◆ Raw records

>> START

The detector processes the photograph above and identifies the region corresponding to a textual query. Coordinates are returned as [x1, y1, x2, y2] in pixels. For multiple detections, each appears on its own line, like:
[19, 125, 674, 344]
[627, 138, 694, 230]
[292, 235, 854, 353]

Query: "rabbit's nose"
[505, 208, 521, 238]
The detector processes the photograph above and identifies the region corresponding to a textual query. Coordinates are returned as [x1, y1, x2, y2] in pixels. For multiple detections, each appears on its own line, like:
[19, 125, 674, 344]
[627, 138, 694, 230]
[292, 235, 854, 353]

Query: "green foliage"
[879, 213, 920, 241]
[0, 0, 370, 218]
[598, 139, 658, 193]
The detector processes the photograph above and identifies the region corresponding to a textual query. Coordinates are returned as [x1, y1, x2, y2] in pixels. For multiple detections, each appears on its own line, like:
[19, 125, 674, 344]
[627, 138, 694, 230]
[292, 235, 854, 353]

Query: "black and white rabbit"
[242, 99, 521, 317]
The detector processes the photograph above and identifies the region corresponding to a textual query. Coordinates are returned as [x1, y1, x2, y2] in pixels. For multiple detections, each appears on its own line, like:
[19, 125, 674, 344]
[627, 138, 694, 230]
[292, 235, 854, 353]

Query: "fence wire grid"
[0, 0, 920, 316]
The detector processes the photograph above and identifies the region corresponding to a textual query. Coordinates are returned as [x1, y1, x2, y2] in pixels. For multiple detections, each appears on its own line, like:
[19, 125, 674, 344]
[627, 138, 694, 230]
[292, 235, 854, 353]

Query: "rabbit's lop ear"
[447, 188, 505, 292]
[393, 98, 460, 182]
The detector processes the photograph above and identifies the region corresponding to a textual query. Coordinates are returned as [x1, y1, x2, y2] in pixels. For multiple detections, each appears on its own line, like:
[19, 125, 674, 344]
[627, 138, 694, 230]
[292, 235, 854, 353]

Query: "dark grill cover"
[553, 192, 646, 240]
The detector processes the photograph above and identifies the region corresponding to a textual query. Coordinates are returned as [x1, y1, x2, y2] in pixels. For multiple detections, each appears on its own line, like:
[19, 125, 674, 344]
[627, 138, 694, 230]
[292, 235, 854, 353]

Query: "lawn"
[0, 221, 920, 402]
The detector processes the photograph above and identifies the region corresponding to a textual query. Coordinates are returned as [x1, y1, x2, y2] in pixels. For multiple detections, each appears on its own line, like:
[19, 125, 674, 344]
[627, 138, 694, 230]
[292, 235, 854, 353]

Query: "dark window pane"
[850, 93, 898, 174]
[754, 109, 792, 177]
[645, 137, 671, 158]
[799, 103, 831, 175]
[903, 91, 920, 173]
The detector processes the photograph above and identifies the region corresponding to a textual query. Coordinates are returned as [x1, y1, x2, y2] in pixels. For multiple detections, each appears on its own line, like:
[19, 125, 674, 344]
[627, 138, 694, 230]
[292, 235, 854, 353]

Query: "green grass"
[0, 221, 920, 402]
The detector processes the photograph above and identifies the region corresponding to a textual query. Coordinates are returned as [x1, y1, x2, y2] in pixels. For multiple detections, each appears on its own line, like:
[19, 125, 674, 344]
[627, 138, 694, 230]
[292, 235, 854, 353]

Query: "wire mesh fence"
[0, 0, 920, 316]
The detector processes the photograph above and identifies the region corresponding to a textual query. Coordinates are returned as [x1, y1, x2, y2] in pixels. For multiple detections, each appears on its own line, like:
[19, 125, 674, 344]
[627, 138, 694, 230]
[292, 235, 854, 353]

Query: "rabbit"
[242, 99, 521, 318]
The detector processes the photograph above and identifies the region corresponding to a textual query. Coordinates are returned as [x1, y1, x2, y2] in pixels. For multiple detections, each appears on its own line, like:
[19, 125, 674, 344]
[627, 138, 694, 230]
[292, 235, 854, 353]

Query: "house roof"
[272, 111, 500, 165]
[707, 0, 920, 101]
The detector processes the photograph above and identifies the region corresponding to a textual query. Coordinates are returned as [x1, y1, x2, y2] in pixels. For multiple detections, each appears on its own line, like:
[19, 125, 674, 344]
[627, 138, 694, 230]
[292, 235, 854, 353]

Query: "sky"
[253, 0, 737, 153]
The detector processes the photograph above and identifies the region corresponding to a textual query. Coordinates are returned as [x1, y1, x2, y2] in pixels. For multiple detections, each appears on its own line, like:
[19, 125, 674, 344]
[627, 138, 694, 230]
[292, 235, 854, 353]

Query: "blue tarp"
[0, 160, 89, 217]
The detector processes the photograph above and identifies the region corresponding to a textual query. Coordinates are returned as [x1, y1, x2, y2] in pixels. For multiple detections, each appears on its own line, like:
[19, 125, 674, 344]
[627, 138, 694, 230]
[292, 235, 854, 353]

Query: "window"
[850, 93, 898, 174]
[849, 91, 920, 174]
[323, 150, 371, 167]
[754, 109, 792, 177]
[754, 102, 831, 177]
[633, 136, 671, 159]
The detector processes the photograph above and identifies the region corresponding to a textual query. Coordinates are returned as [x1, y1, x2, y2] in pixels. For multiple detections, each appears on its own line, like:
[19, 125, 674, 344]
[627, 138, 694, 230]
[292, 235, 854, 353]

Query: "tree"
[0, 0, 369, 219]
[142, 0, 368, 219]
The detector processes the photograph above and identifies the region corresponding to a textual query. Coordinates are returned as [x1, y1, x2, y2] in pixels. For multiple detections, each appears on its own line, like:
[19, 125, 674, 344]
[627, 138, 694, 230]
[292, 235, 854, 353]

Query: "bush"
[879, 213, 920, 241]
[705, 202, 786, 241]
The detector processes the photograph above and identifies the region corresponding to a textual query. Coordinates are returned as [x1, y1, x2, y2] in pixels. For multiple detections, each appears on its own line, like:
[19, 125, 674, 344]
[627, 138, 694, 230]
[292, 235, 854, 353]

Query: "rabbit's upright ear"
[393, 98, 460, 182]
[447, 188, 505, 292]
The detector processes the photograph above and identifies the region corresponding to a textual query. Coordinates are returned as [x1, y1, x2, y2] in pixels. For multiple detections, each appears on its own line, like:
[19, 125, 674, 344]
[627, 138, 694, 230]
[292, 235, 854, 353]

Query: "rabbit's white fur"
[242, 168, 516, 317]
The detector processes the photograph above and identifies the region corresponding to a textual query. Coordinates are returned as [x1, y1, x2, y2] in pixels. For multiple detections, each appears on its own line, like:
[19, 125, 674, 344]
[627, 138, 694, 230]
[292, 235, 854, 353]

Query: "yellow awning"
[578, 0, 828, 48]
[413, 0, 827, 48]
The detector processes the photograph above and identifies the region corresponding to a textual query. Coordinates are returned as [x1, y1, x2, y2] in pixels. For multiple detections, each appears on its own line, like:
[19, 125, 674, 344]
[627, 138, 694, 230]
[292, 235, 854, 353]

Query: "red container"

>> END

◆ The problem
Please show each line above that contains the word "fence". Case counts.

◆ The completed task
Query: "fence wire grid"
Query: "wire mesh fence"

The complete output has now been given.